◆ **TASK BRIEF**: Reproduce all of the data exactly.

◆ **DATA PROVIDED**:
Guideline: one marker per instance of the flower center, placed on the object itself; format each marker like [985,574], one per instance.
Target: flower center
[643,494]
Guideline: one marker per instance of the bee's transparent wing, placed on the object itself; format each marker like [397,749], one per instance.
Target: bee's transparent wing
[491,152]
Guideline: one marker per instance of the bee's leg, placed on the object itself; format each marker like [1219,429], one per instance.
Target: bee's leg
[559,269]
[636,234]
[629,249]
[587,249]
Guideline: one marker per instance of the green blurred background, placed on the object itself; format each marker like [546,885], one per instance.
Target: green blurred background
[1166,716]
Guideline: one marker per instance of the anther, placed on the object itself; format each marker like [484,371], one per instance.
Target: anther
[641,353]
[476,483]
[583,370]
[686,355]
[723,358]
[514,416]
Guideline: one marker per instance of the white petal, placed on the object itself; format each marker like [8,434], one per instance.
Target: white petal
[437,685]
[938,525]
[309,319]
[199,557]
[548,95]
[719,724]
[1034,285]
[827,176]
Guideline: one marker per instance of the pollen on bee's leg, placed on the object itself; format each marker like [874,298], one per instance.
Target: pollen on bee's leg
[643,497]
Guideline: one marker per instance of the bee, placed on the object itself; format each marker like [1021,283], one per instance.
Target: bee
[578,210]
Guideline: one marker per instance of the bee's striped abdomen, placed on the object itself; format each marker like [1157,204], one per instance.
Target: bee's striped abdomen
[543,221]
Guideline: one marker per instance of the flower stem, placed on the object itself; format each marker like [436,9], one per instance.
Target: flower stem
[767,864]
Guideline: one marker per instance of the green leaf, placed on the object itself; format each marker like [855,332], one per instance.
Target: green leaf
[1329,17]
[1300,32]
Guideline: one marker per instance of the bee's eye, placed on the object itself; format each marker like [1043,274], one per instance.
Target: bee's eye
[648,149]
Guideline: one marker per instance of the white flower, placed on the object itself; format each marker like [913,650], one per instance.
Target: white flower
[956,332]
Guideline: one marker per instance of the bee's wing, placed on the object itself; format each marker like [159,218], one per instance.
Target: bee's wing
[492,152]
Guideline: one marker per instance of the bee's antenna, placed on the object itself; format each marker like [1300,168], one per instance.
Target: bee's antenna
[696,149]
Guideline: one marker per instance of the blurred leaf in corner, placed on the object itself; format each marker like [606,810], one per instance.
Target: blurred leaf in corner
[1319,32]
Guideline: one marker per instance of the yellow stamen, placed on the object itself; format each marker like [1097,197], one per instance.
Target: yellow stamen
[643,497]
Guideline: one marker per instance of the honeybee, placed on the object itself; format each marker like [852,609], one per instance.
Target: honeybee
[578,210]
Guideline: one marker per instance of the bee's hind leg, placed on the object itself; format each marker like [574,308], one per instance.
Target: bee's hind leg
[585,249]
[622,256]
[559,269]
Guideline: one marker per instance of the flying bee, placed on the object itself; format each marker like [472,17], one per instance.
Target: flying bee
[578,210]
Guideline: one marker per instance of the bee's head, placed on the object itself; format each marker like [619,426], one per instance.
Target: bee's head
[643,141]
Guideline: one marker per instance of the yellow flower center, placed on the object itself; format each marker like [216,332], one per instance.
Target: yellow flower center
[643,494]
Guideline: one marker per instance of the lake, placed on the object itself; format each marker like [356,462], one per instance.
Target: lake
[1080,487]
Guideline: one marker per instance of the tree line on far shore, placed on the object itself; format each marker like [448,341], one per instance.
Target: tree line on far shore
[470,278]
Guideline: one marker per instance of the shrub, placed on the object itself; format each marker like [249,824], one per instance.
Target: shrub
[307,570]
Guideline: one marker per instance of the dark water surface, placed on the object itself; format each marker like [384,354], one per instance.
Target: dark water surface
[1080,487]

◆ **TASK RESPONSE**:
Guideline: one marker per instance of the flower center, placed on the object itself; format each marker like [985,574], one per instance.
Target: flower center
[643,494]
Guideline: one marker per instance of the bee's transparent wing, placed on the object itself; format each marker like [397,749], one per instance.
Target: bee's transparent wing
[491,152]
Guideline: one marker per instance of the bee's leg, placed on the object itself; format each marker like [1219,429], one per instance.
Target: bee's leg
[559,269]
[636,234]
[629,249]
[587,249]
Guideline: one marker per instance of the green blurred background, placed on the object itself; format each marker like [546,885], one per instance.
Target: green blurred background
[1166,716]
Guideline: one marker per instance of the anther, placed on the object itself; format each marker like [484,371], one per instance.
Target: anther
[641,353]
[476,483]
[583,370]
[686,355]
[723,358]
[514,416]
Guideline: one marker per instance of the white petal, placed on the object itself; format each marker like [8,434], one per instance.
Target: white petal
[437,685]
[938,525]
[309,319]
[199,557]
[548,95]
[719,724]
[1034,285]
[827,176]
Guideline: one marker per instance of the pollen on bee's leg, placed on the object itself; format each marker like [874,298], one per instance.
Target: pollen on bee's leg
[643,497]
Guideline: one marker per instance of the bee, placed on the object itself; format each marker like [1021,283], one per instance.
Target: bee
[578,210]
Guideline: one marker per instance of the bee's striped abdomen, placed on the object itself; format each marker like [1157,204], one per instance.
Target: bee's striped abdomen
[543,221]
Guideline: one marker per instance of the flower stem, placed on the object itself; format each marker like [436,9], one per instance.
Target: flower stem
[767,864]
Guideline: one marker per instance of the green leaf, placed on the object itself; format each marker like [855,332], one per instance.
Target: green leaf
[1329,17]
[1300,32]
Guideline: one marker per instance of the bee's eye, placed on the object itself; format each marker like [1043,274], one per instance.
Target: bee's eye
[648,149]
Guideline: one marker per instance of the white flower, placed on the object itself; format each marker like [913,650], one per instance.
Target: white flower
[956,332]
Guideline: one marker per instance of the bee's wing, placed on the object itself; format each marker like [159,218], one per instance.
Target: bee's wing
[492,152]
Guideline: one marker per instance of the bee's antenna, placed on the object itself; format each marker like [1300,168], one per instance.
Target: bee's antenna
[696,149]
Guideline: one marker per instance of the blurred leaf in corner, placed on the object itself; format each marker like [606,810], one per instance.
Target: blurred leaf in corner
[1319,32]
Guideline: one marker per instance of the yellow stamen, placed on the object itself; format each marker like [1097,197], one per instance.
Target: yellow stamen
[643,497]
Guideline: one marker per instance of the honeybee, placed on the object itself; format each marker like [852,609], one per instance.
Target: honeybee
[578,210]
Guideline: one marker per instance of the bee's hind leg, placed on the object itself; format each marker like [574,308], one per instance.
Target: bee's hind leg
[585,249]
[622,256]
[559,269]
Guideline: one marker per instance of the flying bee, placed on the object itself; format each marker like [472,17], one per instance.
Target: flying bee
[578,210]
Guideline: one marker per instance of the bee's head, placed on the object itself; format each marker like [619,426], one per instance.
Target: bee's head
[643,141]
Guideline: one marker per instance of the yellow flower center, placed on the object itself; format each marker like [216,332], one per instance.
Target: yellow flower center
[643,494]
Guideline: one marker per instance of the lake, placed on the object itself; format each marker like [356,462], one per instance.
Target: lake
[1080,487]
Guideline: one marker per instance of the tree line on far shore, placed on the object itself; format each marker like [448,341], one per instance.
Target: tree line on far shore
[470,278]
Guideline: one marker per instance of the shrub, placed on the object itself; format each marker like [249,824], one per instance.
Target: shrub
[307,570]
Guideline: one marker per instance of the dark water surface, placed on the object itself; format each marker like [384,354], one per instance.
Target: dark water surface
[1080,487]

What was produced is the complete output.